RECORDS SHOWN
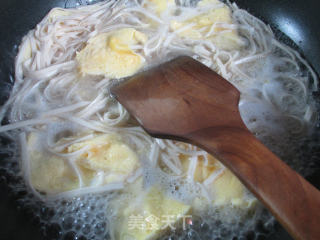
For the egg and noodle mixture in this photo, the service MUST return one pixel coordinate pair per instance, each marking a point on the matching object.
(85, 156)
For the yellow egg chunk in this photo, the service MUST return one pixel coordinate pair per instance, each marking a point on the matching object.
(110, 54)
(109, 154)
(159, 6)
(144, 217)
(226, 189)
(200, 26)
(105, 155)
(49, 173)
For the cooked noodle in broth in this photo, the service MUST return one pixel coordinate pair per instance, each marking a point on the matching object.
(80, 148)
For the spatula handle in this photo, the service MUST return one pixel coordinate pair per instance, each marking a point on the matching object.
(290, 198)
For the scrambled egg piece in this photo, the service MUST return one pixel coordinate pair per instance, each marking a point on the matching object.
(151, 209)
(159, 6)
(225, 189)
(106, 156)
(109, 154)
(110, 54)
(221, 37)
(49, 173)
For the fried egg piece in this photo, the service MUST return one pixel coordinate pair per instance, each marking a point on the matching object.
(225, 189)
(111, 54)
(106, 159)
(149, 207)
(48, 173)
(107, 153)
(200, 26)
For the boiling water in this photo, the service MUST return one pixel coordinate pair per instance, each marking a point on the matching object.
(262, 106)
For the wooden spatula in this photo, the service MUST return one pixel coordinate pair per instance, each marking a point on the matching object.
(185, 100)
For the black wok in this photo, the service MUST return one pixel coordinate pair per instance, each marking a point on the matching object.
(296, 23)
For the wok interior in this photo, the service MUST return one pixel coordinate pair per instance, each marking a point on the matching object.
(15, 37)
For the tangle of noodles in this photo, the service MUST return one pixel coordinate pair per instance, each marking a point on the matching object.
(49, 95)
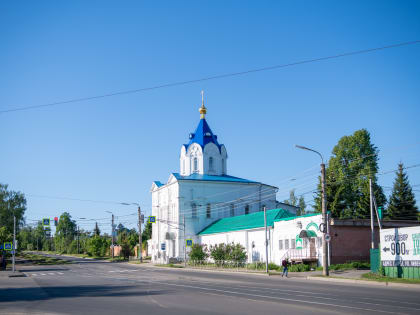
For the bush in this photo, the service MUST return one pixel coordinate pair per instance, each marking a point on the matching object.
(299, 268)
(236, 253)
(273, 266)
(218, 253)
(198, 253)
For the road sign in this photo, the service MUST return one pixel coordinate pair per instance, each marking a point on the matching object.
(8, 246)
(327, 237)
(400, 247)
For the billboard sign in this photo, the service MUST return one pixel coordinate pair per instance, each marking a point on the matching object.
(400, 247)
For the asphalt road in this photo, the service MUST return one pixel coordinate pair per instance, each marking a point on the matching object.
(97, 287)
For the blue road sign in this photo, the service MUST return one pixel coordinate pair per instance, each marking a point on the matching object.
(8, 246)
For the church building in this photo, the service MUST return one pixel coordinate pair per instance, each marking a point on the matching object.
(200, 194)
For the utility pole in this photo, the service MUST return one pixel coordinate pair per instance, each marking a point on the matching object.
(185, 245)
(112, 236)
(371, 215)
(325, 221)
(140, 238)
(325, 270)
(266, 241)
(14, 242)
(78, 247)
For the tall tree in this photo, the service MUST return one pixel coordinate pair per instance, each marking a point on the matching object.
(65, 233)
(354, 161)
(96, 230)
(11, 203)
(292, 199)
(402, 204)
(301, 205)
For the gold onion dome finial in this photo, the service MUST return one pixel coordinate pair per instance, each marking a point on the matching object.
(202, 109)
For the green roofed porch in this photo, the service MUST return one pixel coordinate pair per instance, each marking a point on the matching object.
(247, 221)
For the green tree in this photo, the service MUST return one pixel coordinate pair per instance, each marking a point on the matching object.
(65, 233)
(98, 246)
(147, 232)
(354, 160)
(292, 199)
(11, 203)
(402, 203)
(96, 230)
(198, 253)
(301, 205)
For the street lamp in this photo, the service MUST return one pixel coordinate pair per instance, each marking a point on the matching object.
(325, 271)
(112, 231)
(140, 254)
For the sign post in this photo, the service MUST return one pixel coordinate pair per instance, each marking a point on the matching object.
(400, 247)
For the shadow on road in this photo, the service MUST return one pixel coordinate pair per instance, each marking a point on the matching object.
(36, 293)
(37, 269)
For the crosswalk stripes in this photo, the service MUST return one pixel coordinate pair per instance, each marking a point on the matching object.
(35, 274)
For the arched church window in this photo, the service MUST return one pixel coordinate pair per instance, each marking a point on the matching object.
(193, 210)
(195, 165)
(223, 167)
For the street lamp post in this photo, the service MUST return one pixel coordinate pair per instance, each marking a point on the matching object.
(140, 254)
(112, 231)
(325, 270)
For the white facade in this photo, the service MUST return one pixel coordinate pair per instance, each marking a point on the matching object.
(200, 194)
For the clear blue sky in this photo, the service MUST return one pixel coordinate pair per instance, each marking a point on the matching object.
(112, 149)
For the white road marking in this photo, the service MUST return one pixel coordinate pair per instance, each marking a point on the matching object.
(273, 297)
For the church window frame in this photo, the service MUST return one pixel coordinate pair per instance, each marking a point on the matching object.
(208, 211)
(193, 210)
(223, 167)
(195, 165)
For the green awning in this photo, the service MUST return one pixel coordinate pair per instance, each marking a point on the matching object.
(307, 234)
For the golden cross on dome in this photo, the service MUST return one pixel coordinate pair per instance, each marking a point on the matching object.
(203, 109)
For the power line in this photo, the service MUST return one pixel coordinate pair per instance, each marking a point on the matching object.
(220, 76)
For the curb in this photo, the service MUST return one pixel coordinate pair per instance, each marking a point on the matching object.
(206, 270)
(376, 283)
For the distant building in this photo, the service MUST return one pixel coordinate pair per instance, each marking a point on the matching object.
(200, 194)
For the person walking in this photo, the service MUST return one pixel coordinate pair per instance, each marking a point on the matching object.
(285, 264)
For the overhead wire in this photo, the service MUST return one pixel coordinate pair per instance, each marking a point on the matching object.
(214, 77)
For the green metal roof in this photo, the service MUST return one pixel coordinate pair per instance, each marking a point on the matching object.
(247, 221)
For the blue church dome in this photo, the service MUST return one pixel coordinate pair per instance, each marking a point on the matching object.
(203, 135)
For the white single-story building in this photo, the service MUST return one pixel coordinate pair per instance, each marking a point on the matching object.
(289, 236)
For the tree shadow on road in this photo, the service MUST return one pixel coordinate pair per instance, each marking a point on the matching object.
(53, 292)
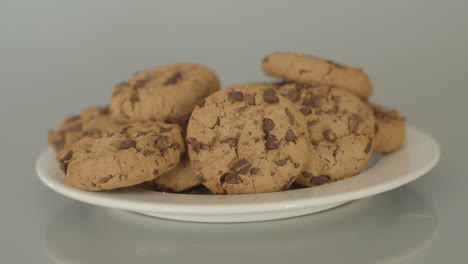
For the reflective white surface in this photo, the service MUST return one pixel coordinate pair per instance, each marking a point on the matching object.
(57, 57)
(112, 236)
(416, 157)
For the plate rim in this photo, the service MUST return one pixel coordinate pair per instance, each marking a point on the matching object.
(224, 204)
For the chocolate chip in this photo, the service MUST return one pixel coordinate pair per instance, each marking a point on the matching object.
(140, 84)
(290, 136)
(64, 161)
(305, 111)
(319, 180)
(337, 65)
(241, 167)
(140, 133)
(307, 174)
(232, 142)
(73, 118)
(268, 125)
(335, 151)
(249, 98)
(166, 129)
(201, 178)
(217, 123)
(105, 179)
(234, 96)
(163, 143)
(271, 142)
(289, 183)
(312, 101)
(74, 128)
(312, 123)
(281, 162)
(173, 79)
(147, 153)
(197, 165)
(89, 132)
(269, 96)
(254, 171)
(195, 144)
(353, 122)
(231, 178)
(59, 144)
(291, 118)
(329, 135)
(126, 144)
(294, 95)
(105, 110)
(135, 98)
(336, 99)
(368, 147)
(202, 103)
(283, 82)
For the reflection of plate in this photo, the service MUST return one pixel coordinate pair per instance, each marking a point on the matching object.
(387, 228)
(418, 155)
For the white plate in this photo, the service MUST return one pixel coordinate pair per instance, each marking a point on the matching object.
(419, 154)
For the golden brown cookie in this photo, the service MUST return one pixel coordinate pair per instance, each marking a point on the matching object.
(181, 178)
(130, 155)
(167, 93)
(247, 139)
(92, 120)
(341, 130)
(390, 129)
(312, 70)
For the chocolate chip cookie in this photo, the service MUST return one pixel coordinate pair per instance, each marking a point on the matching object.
(93, 120)
(341, 130)
(247, 139)
(167, 93)
(312, 70)
(130, 155)
(390, 129)
(181, 178)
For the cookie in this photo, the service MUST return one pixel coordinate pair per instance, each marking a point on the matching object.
(181, 178)
(130, 155)
(341, 131)
(312, 70)
(390, 129)
(93, 120)
(167, 93)
(247, 139)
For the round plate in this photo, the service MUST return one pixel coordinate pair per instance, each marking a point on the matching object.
(417, 156)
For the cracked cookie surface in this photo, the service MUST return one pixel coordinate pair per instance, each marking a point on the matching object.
(167, 93)
(247, 139)
(181, 178)
(312, 70)
(341, 131)
(91, 121)
(390, 129)
(127, 156)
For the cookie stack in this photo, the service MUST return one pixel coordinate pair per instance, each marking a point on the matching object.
(173, 128)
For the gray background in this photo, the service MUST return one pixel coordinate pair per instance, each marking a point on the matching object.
(57, 57)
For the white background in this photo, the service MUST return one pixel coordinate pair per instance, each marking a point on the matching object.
(57, 57)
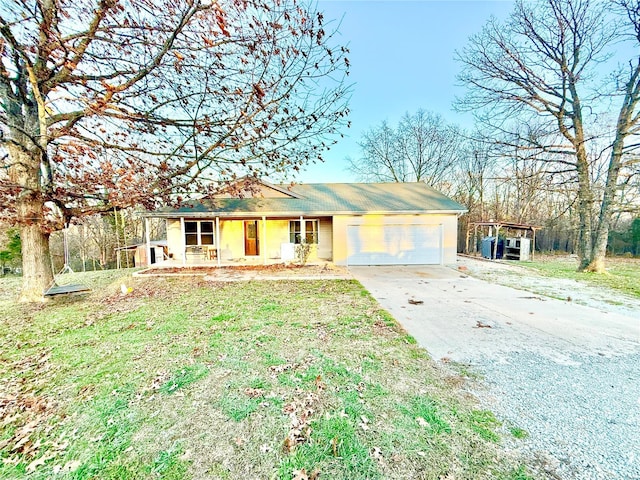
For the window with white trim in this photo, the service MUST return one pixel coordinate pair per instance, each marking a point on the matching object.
(311, 228)
(199, 233)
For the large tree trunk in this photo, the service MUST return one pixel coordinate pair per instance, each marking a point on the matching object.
(36, 263)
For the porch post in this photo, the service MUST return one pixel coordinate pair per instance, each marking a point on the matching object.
(264, 241)
(218, 239)
(148, 239)
(183, 242)
(533, 245)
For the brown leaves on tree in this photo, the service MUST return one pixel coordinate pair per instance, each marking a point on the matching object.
(139, 109)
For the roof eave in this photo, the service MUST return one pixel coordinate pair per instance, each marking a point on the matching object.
(293, 213)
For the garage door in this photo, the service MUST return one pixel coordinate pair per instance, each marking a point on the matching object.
(394, 244)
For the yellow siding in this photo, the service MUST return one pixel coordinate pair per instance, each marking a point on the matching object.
(449, 227)
(325, 240)
(174, 239)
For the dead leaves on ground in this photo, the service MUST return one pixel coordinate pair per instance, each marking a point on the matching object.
(303, 475)
(299, 411)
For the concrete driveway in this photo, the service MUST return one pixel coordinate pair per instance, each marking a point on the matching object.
(567, 374)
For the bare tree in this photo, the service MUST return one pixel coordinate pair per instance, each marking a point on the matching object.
(541, 67)
(108, 104)
(422, 148)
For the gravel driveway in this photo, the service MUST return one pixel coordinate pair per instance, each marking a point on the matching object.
(566, 373)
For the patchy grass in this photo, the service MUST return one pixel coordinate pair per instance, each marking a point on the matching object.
(187, 379)
(623, 274)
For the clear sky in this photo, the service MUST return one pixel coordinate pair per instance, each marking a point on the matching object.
(401, 61)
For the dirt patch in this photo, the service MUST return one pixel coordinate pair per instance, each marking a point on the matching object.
(280, 270)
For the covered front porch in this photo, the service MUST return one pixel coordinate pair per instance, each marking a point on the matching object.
(228, 241)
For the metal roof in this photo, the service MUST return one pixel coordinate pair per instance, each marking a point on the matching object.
(326, 199)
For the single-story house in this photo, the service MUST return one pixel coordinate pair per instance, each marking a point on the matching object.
(345, 223)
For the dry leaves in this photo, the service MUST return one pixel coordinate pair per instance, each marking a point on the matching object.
(302, 474)
(299, 412)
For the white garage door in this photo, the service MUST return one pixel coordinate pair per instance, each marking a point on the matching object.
(394, 244)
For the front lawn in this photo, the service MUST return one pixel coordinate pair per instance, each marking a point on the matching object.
(183, 378)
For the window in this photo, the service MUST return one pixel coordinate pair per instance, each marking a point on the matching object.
(310, 229)
(198, 233)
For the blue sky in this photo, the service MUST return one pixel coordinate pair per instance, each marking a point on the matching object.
(401, 60)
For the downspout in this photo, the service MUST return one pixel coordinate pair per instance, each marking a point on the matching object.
(264, 242)
(218, 240)
(148, 239)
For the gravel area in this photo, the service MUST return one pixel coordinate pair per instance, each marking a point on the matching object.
(583, 419)
(555, 358)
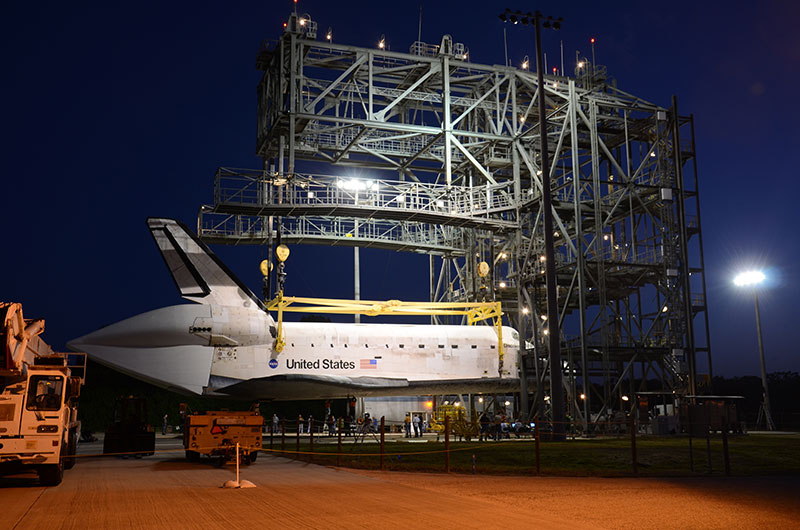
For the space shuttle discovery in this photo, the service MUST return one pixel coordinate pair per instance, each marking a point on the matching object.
(225, 343)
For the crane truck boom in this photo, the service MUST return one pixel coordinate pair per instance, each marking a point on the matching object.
(39, 389)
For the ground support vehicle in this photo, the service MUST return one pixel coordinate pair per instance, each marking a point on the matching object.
(39, 389)
(216, 433)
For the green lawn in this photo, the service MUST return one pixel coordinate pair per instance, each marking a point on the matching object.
(657, 456)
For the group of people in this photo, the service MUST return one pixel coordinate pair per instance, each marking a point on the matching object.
(330, 426)
(415, 424)
(498, 427)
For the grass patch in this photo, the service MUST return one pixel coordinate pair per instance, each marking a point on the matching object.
(657, 456)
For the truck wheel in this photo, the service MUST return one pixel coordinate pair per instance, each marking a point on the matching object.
(51, 474)
(72, 444)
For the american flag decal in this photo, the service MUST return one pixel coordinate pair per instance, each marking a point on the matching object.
(369, 364)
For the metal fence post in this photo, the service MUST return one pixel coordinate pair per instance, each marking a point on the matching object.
(536, 439)
(633, 444)
(446, 443)
(708, 439)
(725, 454)
(311, 439)
(383, 445)
(339, 444)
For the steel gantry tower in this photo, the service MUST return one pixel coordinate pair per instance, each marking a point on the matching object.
(452, 149)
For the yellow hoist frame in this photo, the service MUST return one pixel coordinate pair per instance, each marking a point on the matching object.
(475, 312)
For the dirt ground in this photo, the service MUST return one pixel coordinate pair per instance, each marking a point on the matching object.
(165, 491)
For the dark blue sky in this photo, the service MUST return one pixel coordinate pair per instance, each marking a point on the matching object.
(115, 112)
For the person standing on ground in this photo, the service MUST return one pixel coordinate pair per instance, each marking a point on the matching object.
(484, 421)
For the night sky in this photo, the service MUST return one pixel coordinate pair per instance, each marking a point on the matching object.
(113, 112)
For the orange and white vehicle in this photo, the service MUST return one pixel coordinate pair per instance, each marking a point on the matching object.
(216, 434)
(38, 399)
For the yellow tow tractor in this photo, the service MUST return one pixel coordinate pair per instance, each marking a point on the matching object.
(216, 433)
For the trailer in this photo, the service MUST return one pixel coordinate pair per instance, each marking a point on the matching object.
(39, 391)
(216, 433)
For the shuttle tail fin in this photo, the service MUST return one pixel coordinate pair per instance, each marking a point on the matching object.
(198, 273)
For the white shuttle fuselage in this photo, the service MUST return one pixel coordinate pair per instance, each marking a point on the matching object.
(225, 345)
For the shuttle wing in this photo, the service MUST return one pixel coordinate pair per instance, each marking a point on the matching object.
(198, 273)
(307, 386)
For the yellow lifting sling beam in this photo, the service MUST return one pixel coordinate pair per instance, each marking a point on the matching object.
(475, 311)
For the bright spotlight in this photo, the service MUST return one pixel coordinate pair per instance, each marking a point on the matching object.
(749, 278)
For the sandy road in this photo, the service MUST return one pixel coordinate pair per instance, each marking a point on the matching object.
(166, 491)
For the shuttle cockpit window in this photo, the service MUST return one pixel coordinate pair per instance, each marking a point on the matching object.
(45, 392)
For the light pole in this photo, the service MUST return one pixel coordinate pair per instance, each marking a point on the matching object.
(747, 279)
(556, 369)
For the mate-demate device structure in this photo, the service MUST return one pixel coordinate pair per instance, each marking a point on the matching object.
(454, 147)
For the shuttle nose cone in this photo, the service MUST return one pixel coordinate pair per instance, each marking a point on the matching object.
(168, 326)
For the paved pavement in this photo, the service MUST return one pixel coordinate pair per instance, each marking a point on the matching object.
(165, 490)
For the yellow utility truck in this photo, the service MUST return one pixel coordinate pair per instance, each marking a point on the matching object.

WHAT IS REQUIRED
Repeat only the stretch of lines that opens with the line containing "For the sandy" and closes with the final line of the entries, both included, exactly as written.

OUTPUT BELOW
For the sandy road in this photo, the service MUST return one pixel coordinate pair per instance, each marking a point on the matching object.
(166, 491)
For the shuttle cockpit window in this photo, the service MUST return one pixel coordinate pair per instance, each marking a point on the matching object.
(45, 392)
For the light pole in this photo, the service MUST return one pixel coordinate pair per instance, each marking a point on the matching object.
(747, 279)
(556, 369)
For the mate-demate device structure in this photo, the service MUST return one pixel coordinate pair per instance, each marking a point on the matching object.
(454, 147)
For the shuttle nose cone in this photo, the service MUST return one pixel coordinate pair per instance, each marking a point on the matching object.
(168, 326)
For the paved pavement in this photo, the service MUST return one pixel coordinate pair per instance, each marking a point on the matching object.
(165, 490)
For the yellow utility truck in this photo, the service MUST return one pixel coordinate pair per instance, each marking a point on the matching object.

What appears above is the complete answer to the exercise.